> _The exercise_
Return every line of the material below that contains the word "green", copying each line in full.

> _Point annotations for photos_
§ §

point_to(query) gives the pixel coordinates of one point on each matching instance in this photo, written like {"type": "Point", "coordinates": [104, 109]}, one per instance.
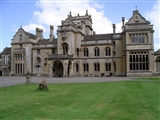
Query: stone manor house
{"type": "Point", "coordinates": [79, 51]}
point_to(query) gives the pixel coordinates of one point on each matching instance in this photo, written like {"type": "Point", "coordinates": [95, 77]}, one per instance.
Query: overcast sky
{"type": "Point", "coordinates": [42, 13]}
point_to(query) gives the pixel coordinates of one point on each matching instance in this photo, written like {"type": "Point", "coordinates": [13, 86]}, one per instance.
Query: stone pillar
{"type": "Point", "coordinates": [114, 27]}
{"type": "Point", "coordinates": [17, 69]}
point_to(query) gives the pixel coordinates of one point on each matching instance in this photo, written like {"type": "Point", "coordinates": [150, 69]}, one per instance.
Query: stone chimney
{"type": "Point", "coordinates": [39, 33]}
{"type": "Point", "coordinates": [114, 28]}
{"type": "Point", "coordinates": [51, 36]}
{"type": "Point", "coordinates": [123, 19]}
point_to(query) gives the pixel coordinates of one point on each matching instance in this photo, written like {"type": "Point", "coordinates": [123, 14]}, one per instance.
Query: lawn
{"type": "Point", "coordinates": [125, 100]}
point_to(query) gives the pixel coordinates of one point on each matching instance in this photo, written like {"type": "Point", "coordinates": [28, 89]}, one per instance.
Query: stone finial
{"type": "Point", "coordinates": [123, 19]}
{"type": "Point", "coordinates": [114, 27]}
{"type": "Point", "coordinates": [70, 13]}
{"type": "Point", "coordinates": [86, 12]}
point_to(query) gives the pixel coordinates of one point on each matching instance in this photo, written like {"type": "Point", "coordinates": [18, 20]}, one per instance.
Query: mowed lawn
{"type": "Point", "coordinates": [125, 100]}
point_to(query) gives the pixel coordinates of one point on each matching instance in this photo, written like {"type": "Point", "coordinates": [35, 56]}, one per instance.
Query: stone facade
{"type": "Point", "coordinates": [5, 60]}
{"type": "Point", "coordinates": [79, 51]}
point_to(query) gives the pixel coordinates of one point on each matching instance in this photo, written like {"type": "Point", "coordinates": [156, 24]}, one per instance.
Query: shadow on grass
{"type": "Point", "coordinates": [42, 89]}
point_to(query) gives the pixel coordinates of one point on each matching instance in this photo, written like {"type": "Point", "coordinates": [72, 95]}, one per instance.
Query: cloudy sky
{"type": "Point", "coordinates": [42, 13]}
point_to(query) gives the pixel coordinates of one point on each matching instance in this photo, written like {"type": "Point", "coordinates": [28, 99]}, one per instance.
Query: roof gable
{"type": "Point", "coordinates": [137, 18]}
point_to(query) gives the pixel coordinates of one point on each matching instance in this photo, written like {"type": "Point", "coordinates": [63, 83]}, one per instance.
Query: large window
{"type": "Point", "coordinates": [38, 51]}
{"type": "Point", "coordinates": [38, 69]}
{"type": "Point", "coordinates": [65, 48]}
{"type": "Point", "coordinates": [96, 67]}
{"type": "Point", "coordinates": [77, 51]}
{"type": "Point", "coordinates": [86, 52]}
{"type": "Point", "coordinates": [96, 51]}
{"type": "Point", "coordinates": [108, 51]}
{"type": "Point", "coordinates": [137, 38]}
{"type": "Point", "coordinates": [108, 67]}
{"type": "Point", "coordinates": [138, 61]}
{"type": "Point", "coordinates": [85, 67]}
{"type": "Point", "coordinates": [77, 67]}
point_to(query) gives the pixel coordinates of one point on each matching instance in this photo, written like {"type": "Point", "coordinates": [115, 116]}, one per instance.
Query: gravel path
{"type": "Point", "coordinates": [9, 81]}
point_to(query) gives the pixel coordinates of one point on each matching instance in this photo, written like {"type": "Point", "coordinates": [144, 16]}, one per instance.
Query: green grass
{"type": "Point", "coordinates": [127, 100]}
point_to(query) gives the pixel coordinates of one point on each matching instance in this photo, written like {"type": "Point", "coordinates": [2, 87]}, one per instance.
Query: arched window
{"type": "Point", "coordinates": [65, 48]}
{"type": "Point", "coordinates": [85, 67]}
{"type": "Point", "coordinates": [77, 51]}
{"type": "Point", "coordinates": [38, 60]}
{"type": "Point", "coordinates": [108, 66]}
{"type": "Point", "coordinates": [96, 51]}
{"type": "Point", "coordinates": [86, 52]}
{"type": "Point", "coordinates": [108, 51]}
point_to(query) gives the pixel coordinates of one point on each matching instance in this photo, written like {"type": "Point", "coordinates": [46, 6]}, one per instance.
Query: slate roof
{"type": "Point", "coordinates": [7, 50]}
{"type": "Point", "coordinates": [46, 41]}
{"type": "Point", "coordinates": [157, 52]}
{"type": "Point", "coordinates": [98, 37]}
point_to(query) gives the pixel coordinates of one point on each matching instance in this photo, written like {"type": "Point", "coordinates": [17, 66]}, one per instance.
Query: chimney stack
{"type": "Point", "coordinates": [39, 33]}
{"type": "Point", "coordinates": [51, 36]}
{"type": "Point", "coordinates": [114, 27]}
{"type": "Point", "coordinates": [123, 19]}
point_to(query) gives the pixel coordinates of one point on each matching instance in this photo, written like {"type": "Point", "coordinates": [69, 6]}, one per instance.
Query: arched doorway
{"type": "Point", "coordinates": [158, 64]}
{"type": "Point", "coordinates": [69, 67]}
{"type": "Point", "coordinates": [57, 69]}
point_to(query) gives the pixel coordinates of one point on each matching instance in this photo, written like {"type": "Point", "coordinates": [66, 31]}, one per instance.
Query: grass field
{"type": "Point", "coordinates": [126, 100]}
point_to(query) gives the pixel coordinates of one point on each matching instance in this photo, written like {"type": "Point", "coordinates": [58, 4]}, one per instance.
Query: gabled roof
{"type": "Point", "coordinates": [98, 37]}
{"type": "Point", "coordinates": [157, 52]}
{"type": "Point", "coordinates": [7, 50]}
{"type": "Point", "coordinates": [31, 36]}
{"type": "Point", "coordinates": [46, 41]}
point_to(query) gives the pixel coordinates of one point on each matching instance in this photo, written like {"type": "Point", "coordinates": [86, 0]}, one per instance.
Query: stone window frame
{"type": "Point", "coordinates": [108, 51]}
{"type": "Point", "coordinates": [77, 67]}
{"type": "Point", "coordinates": [97, 67]}
{"type": "Point", "coordinates": [138, 61]}
{"type": "Point", "coordinates": [96, 51]}
{"type": "Point", "coordinates": [108, 67]}
{"type": "Point", "coordinates": [138, 38]}
{"type": "Point", "coordinates": [86, 51]}
{"type": "Point", "coordinates": [65, 48]}
{"type": "Point", "coordinates": [85, 67]}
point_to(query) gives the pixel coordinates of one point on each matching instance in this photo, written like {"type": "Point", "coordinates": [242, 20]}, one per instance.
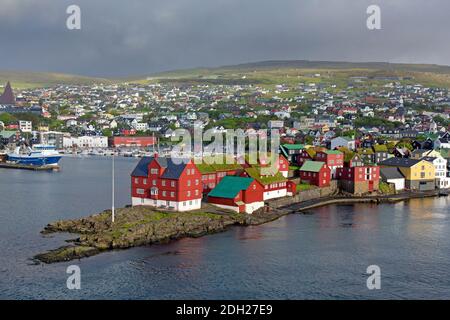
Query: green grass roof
{"type": "Point", "coordinates": [255, 173]}
{"type": "Point", "coordinates": [365, 151]}
{"type": "Point", "coordinates": [380, 148]}
{"type": "Point", "coordinates": [215, 167]}
{"type": "Point", "coordinates": [312, 166]}
{"type": "Point", "coordinates": [7, 134]}
{"type": "Point", "coordinates": [293, 146]}
{"type": "Point", "coordinates": [333, 152]}
{"type": "Point", "coordinates": [230, 186]}
{"type": "Point", "coordinates": [445, 153]}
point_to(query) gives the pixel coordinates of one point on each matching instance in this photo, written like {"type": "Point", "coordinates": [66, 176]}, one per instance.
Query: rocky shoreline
{"type": "Point", "coordinates": [139, 226]}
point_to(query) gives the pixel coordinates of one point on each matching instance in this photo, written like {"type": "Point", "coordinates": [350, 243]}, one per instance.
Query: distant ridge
{"type": "Point", "coordinates": [23, 79]}
{"type": "Point", "coordinates": [307, 64]}
{"type": "Point", "coordinates": [20, 79]}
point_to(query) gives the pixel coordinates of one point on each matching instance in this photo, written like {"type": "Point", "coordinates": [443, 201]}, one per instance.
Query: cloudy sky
{"type": "Point", "coordinates": [138, 37]}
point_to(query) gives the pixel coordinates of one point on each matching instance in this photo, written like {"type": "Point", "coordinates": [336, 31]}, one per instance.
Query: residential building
{"type": "Point", "coordinates": [333, 159]}
{"type": "Point", "coordinates": [85, 142]}
{"type": "Point", "coordinates": [356, 177]}
{"type": "Point", "coordinates": [419, 174]}
{"type": "Point", "coordinates": [52, 138]}
{"type": "Point", "coordinates": [393, 176]}
{"type": "Point", "coordinates": [168, 183]}
{"type": "Point", "coordinates": [315, 173]}
{"type": "Point", "coordinates": [239, 194]}
{"type": "Point", "coordinates": [275, 185]}
{"type": "Point", "coordinates": [346, 142]}
{"type": "Point", "coordinates": [26, 126]}
{"type": "Point", "coordinates": [440, 167]}
{"type": "Point", "coordinates": [290, 151]}
{"type": "Point", "coordinates": [134, 142]}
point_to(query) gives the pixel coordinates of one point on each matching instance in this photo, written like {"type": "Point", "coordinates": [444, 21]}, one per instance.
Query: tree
{"type": "Point", "coordinates": [7, 118]}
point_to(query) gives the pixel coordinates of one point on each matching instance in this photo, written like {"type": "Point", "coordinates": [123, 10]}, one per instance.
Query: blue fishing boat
{"type": "Point", "coordinates": [39, 155]}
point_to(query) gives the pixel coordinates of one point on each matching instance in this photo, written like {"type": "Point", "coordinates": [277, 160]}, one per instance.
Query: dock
{"type": "Point", "coordinates": [8, 165]}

§ §

> _The output_
Query: green grass
Query: green grass roof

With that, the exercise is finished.